**Assignment 1:** List every team named under "Career history" in the John Mastrangelo profile.
**Assignment 2:** Duplicate the part of the John Mastrangelo profile from "Personal information" to "lb (103 kg)", word for word.
**Assignment 3:** Pick up the profile of football player John Mastrangelo where it stops and write the next few sentences.

Personal information
- Born: March 10, 1926 Vandergrift, Pennsylvania, U.S.
- Died: October 2, 1987 (aged 61) Vandergrift, Pennsylvania, U.S.
- Listed height: 6 ft 1 in (1.85 m)
- Listed weight: 228 lb (103 kg)

Career information
- High school: Vandergrift
- College: Notre Dame (1944-1946)
- NFL draft: 1947: 3rd round, 16th overall pick

Career history
- Pittsburgh Steelers (1947–1948); New York Yankees (1949); New York Giants (1950);

Awards and highlights
- National champion (1946); 2× First-team All-American (1945, 1946);

Career NFL/AAFC statistics
- Games played: 44
- Games started: 15
- Fumble recoveries: 2
- Stats at Pro Football Reference

= John Mastrangelo =

American football player (1926–1987)

John Battista Mastrangelo (March 10, 1926 – October 2, 1987) was an American professional football player in the National Football League (NFL). He made his NFL debut in 1947 with the Pittsburgh Steelers. He played in the NFL for 4 years, playing for the Steelers, New York Yankees (AAFC) and New York Giants over the course of his career.

Saved data entries:
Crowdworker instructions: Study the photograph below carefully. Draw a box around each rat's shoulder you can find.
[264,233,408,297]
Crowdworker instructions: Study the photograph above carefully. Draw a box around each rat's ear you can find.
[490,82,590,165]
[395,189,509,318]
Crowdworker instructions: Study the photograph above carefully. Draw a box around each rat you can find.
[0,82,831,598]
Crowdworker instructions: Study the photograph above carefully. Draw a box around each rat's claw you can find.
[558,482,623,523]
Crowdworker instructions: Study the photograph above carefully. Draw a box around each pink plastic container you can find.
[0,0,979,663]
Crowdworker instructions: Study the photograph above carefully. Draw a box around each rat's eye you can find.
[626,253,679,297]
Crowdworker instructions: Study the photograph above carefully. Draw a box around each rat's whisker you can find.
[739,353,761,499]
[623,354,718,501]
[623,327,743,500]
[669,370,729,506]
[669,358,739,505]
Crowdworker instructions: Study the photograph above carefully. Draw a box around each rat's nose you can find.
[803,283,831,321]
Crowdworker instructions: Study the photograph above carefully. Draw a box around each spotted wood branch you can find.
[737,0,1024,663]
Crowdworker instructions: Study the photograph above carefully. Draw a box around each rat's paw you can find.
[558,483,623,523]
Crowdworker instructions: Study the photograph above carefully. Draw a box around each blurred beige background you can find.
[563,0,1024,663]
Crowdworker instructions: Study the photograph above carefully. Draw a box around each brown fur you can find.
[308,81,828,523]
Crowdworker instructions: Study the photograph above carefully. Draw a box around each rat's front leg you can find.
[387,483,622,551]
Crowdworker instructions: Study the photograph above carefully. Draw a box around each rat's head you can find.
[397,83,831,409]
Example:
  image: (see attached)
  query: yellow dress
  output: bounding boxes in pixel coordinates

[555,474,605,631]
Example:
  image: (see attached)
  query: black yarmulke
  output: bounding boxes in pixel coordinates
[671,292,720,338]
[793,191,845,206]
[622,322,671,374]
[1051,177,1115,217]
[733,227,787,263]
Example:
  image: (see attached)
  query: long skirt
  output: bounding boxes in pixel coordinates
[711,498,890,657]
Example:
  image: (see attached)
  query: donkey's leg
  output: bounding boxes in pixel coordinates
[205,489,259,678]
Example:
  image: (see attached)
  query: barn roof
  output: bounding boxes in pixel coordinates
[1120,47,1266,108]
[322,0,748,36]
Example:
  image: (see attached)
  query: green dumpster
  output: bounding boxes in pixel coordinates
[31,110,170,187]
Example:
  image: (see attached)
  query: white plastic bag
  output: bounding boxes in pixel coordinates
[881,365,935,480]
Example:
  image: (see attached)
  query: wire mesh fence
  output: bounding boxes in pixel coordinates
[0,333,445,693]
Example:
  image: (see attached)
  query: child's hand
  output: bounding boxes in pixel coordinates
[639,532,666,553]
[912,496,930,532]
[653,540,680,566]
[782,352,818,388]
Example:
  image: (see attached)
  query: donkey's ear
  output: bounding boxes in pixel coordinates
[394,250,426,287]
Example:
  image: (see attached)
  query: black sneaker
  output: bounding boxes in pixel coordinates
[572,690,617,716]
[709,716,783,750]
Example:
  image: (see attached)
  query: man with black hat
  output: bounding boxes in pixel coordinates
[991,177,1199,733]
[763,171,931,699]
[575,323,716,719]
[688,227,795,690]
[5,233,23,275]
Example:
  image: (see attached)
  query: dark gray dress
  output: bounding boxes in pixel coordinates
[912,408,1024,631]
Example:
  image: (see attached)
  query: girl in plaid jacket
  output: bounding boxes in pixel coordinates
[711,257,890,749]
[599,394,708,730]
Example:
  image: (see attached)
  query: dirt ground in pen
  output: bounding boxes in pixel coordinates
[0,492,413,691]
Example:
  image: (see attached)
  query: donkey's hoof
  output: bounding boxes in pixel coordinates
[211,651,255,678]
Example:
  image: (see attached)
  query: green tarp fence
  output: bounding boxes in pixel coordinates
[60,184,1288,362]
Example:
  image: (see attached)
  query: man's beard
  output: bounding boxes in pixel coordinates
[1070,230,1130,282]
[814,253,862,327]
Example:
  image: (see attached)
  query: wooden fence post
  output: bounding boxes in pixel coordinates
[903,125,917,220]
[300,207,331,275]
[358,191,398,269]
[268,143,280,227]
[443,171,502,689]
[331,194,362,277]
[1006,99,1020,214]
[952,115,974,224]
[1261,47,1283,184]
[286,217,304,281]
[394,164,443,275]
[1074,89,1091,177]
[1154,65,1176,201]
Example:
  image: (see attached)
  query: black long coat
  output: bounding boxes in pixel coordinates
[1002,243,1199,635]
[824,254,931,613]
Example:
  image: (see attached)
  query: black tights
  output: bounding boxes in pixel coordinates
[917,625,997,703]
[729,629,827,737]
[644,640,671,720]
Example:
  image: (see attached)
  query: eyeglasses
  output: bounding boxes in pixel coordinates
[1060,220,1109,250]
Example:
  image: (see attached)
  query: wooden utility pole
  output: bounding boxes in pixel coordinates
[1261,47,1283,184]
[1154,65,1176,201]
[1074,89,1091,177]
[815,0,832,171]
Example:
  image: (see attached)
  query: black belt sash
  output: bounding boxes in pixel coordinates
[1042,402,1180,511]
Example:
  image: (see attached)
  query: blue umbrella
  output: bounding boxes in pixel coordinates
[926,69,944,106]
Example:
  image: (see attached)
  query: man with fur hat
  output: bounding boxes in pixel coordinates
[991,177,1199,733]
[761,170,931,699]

**Expected answer 1:** Pittsburgh Steelers, New York Yankees, New York Giants

**Expected answer 2:**
Personal information
- Born: March 10, 1926 Vandergrift, Pennsylvania, U.S.
- Died: October 2, 1987 (aged 61) Vandergrift, Pennsylvania, U.S.
- Listed height: 6 ft 1 in (1.85 m)
- Listed weight: 228 lb (103 kg)

**Expected answer 3:**
Prior to joining the NFL, Mastrangelo played college football for the Notre Dame Fighting Irish, twice receiving first-team All-American honors. He also played in the College All-Star Game in 1947.

"An All-American on Notre Dame's great 1946 eleven... A big, fast fellow who runs like a halfback Wears contact lenses... President of his class at Notre Dame.. Smart and aggressive... Will develop into one of the best linemen in the league."